Extract provided:
Intratumoural expression of TNF‐R1 and EMAP‐II in relation to response of patients treated with TNF‐based isolated limb perfusion

Tumour necrosis factor‐alpha (TNF) has been used in the clinic for more than 10 years in an isolated limb perfusion (ILP). However, intra‐tumoural expression of TNF receptor‐1 (TNF‐R1) and TNF‐R1 upregulating factors are unknown. We determined the expression of TNF‐R1, proEMAP and endothelial monocyte‐activating polypeptide‐II (EMAP‐II) before and after ILP and evaluated this against clinical response. Tumour biopsies were taken before and after ILP of patients ( n = 27) with advanced sarcoma or metastatic melanoma. Biopsies were randomly analysed by western blotting for proEMAP/EMAP‐II and TNF‐R1 expression. Appropriate melanoma biopsies were stained for EMAP‐II, TNF‐R1, CD31 and CD68. For melanomas we found that an up‐regulation of EMAP‐II, in contrast to proEMAP or TNF‐R1, directly after ILP significantly correlated with a complete tumour response. No correlation was found for sarcoma patients. In a comparative analysis we found that the overall proEMAP and EMAP‐II expression was higher in melanoma as compared to sarcoma cases and measurements in cell lines revealed high proEMAP expression by melanoma cells. We report high EMAP‐II expression by endothelial cells and association with macrophages. In addition, macrophages are recruited to vessel‐remnants after ILP. An upregulation of EMAP‐II directly after ILP of melanoma patients correlates with and might predict a complete response to TNF‐based ILP. The association of macrophages with EMAP‐II expression and vascular damage suggests a role for EMAP‐II in regulating the TNF‐based anti‐tumour effects observed with an ILP. Analysis of EMAP‐II expression in melanoma biopsies should be implemented in the ILP procedure. © 2006 Wiley‐Liss, Inc.

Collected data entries
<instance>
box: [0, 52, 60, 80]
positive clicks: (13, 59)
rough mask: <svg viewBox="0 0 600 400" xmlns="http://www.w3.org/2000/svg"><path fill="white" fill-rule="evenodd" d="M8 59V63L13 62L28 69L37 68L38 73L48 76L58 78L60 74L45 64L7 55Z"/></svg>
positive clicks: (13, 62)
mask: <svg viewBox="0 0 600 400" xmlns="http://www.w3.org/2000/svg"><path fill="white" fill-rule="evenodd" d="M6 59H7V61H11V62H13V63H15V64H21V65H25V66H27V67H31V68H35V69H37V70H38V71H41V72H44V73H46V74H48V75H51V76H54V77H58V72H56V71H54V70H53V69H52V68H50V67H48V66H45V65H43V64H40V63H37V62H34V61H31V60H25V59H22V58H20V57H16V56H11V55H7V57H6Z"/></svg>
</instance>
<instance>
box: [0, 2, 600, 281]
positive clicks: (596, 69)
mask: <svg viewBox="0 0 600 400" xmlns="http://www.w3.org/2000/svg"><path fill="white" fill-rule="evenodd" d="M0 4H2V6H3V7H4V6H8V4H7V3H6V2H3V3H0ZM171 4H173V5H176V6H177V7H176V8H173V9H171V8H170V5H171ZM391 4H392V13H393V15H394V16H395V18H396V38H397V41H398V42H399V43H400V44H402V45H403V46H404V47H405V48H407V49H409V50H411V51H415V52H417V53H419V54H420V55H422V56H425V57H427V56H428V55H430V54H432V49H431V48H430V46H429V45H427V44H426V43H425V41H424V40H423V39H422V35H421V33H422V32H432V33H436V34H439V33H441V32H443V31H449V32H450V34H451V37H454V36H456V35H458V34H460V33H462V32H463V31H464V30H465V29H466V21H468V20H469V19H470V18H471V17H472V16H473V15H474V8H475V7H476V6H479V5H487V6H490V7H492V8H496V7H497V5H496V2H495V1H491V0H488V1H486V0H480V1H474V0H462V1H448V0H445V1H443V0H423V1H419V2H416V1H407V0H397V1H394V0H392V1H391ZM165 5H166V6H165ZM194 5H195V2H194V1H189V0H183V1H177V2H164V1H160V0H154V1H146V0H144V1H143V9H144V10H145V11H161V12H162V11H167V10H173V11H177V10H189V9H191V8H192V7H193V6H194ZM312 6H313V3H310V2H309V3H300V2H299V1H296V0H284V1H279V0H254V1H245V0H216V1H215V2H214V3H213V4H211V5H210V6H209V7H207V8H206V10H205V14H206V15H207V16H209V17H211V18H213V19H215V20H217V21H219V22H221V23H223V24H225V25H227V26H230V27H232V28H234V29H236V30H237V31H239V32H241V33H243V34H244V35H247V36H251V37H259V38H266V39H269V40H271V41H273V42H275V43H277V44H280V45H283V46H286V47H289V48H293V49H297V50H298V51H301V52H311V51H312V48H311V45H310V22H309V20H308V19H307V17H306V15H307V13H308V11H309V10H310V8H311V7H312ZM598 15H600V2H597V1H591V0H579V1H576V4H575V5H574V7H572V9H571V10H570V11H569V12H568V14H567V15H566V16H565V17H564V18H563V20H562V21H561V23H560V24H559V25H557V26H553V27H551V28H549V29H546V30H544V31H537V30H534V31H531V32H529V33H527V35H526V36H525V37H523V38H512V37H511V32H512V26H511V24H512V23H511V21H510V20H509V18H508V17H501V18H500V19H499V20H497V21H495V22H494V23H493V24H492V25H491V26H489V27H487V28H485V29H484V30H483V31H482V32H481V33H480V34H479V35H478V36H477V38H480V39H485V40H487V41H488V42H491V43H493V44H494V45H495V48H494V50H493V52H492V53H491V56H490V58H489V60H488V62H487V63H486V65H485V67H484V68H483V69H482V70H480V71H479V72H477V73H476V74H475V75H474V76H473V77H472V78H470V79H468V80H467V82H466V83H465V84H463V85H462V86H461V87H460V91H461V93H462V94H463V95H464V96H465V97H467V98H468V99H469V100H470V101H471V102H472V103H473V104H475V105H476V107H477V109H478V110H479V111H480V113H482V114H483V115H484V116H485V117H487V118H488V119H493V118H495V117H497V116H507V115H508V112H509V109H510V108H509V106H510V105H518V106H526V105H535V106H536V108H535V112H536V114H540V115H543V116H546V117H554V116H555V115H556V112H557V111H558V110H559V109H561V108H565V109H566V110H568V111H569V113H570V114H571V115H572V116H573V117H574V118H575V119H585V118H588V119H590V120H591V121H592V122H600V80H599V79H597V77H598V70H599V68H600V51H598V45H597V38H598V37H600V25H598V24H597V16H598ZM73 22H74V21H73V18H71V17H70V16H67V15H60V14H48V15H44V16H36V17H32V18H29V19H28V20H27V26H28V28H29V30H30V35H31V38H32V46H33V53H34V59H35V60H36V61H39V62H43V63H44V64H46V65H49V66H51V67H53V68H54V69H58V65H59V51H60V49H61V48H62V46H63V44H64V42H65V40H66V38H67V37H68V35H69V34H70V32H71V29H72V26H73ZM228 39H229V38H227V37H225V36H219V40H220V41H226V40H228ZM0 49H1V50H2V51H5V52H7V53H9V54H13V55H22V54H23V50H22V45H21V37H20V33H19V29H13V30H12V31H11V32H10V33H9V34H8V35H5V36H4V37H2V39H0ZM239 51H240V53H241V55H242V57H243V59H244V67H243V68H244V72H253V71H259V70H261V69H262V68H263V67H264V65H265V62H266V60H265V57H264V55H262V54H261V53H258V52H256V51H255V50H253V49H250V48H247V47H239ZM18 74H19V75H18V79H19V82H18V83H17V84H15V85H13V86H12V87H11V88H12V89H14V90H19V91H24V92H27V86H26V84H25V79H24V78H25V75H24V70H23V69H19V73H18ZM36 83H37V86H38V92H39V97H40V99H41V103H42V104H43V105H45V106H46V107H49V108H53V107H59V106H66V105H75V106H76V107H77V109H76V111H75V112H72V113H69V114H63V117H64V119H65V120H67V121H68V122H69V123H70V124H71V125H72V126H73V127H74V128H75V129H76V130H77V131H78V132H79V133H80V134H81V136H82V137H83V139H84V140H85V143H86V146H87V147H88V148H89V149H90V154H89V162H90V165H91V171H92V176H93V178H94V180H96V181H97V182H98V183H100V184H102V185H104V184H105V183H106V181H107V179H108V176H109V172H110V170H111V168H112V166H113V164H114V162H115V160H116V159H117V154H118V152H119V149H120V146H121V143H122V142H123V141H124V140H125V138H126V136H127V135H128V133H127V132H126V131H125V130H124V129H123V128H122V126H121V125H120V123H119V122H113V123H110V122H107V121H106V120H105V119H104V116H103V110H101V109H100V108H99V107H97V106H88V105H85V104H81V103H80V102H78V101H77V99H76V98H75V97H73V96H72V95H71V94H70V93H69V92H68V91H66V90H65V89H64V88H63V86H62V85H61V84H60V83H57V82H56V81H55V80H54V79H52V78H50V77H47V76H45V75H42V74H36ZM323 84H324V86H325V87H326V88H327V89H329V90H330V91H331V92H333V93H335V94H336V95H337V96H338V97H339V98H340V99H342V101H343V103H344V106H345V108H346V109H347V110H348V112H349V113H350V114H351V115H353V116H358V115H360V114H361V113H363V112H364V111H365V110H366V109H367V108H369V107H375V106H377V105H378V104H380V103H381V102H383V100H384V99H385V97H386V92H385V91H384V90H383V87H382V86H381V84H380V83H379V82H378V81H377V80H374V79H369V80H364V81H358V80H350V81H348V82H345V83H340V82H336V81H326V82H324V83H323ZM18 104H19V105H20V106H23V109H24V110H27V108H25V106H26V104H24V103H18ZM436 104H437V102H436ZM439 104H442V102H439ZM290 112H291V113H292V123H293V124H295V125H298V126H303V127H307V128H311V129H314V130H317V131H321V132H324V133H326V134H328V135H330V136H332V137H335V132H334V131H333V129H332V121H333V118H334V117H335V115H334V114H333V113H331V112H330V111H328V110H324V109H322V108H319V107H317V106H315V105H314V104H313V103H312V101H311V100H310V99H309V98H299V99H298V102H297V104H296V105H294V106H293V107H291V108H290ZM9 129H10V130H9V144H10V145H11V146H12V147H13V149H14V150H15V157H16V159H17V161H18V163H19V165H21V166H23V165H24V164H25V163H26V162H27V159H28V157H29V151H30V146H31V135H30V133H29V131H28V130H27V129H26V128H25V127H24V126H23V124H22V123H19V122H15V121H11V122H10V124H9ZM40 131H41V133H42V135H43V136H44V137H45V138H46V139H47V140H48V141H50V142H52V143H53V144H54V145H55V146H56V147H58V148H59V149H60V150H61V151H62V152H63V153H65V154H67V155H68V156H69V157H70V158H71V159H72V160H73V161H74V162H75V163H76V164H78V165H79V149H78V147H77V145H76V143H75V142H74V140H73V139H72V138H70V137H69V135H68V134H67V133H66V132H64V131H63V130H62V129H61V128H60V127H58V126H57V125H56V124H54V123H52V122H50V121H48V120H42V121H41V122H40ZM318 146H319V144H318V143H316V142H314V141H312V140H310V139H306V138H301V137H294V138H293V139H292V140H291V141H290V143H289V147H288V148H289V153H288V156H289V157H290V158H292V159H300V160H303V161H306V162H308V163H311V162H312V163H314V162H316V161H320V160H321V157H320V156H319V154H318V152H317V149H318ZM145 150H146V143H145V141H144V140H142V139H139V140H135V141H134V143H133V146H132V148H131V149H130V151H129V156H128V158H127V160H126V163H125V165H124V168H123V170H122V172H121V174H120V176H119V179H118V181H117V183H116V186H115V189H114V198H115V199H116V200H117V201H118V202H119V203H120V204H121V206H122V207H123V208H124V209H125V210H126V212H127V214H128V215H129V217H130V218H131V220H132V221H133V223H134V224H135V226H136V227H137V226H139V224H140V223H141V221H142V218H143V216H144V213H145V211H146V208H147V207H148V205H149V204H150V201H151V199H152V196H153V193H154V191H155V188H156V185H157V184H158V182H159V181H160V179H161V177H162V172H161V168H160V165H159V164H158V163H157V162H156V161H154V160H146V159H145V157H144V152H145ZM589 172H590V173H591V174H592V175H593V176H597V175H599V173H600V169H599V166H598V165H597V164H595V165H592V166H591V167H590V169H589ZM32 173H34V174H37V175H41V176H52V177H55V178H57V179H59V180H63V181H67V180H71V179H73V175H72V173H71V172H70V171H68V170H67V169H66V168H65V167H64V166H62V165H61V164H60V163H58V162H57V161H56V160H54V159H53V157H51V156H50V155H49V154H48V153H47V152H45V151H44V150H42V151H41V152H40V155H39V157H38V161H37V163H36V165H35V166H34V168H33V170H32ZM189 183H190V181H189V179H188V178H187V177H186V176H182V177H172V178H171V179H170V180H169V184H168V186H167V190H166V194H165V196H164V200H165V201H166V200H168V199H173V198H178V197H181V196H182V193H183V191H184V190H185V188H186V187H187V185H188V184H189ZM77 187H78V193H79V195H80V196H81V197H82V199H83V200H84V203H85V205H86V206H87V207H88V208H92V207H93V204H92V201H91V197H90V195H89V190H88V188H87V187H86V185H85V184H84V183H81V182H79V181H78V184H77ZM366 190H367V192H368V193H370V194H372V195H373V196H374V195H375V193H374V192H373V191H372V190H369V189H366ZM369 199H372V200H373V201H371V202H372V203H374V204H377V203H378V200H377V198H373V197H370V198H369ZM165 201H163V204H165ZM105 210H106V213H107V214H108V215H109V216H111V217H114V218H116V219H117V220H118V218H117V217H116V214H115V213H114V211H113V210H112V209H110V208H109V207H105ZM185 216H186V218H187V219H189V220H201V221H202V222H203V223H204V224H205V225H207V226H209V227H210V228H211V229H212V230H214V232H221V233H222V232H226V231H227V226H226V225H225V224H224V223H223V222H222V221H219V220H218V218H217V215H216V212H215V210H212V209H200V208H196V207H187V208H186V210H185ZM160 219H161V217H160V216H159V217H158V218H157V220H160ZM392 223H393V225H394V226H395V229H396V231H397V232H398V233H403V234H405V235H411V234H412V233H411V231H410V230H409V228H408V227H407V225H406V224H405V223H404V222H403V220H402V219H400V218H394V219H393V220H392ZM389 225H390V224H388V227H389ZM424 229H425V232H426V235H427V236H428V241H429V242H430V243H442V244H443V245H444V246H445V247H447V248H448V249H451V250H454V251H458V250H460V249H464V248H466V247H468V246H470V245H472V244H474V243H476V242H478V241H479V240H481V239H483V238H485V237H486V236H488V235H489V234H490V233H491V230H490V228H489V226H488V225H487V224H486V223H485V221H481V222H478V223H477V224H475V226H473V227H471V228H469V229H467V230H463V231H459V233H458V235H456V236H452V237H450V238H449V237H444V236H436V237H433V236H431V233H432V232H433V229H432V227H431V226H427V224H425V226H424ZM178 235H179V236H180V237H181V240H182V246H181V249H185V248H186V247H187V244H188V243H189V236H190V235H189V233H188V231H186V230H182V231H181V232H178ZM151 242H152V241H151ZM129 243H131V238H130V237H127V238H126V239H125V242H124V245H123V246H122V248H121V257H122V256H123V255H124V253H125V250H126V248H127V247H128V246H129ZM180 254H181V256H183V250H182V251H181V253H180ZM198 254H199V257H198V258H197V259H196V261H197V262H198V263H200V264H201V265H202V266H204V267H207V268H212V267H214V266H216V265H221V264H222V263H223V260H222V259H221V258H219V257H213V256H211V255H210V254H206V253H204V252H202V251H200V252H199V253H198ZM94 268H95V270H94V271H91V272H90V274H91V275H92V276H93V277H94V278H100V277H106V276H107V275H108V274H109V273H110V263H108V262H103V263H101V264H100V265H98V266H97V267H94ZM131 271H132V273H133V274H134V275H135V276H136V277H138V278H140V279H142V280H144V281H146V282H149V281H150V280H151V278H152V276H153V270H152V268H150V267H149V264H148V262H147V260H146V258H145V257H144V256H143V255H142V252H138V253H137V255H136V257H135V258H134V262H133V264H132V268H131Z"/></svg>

Task requirements:
a: List the four markers for which appropriate melanoma biopsies were stained, according to the abstract on TNF-based isolated limb perfusion.
b: According to the abstract on TNF-based isolated limb perfusion, what grounds suggest that EMAP-II plays a role in regulating the TNF-based anti-tumour effects of an ILP? Answer in one to three sentences.
c: How many patients had tumour biopsies taken before and after ILP, according to the abstract on TNF-based isolated limb perfusion?
This material has no part in the tasks.

Answers:
a: EMAP-II, TNF-R1, CD31 and CD68.

b: Macrophages were found to be associated with EMAP-II expression and with vascular damage. After ILP, macrophages are recruited to vessel remnants. Together these observations suggest that EMAP-II helps regulate the TNF-based anti-tumour effects.

c: Twenty-seven patients.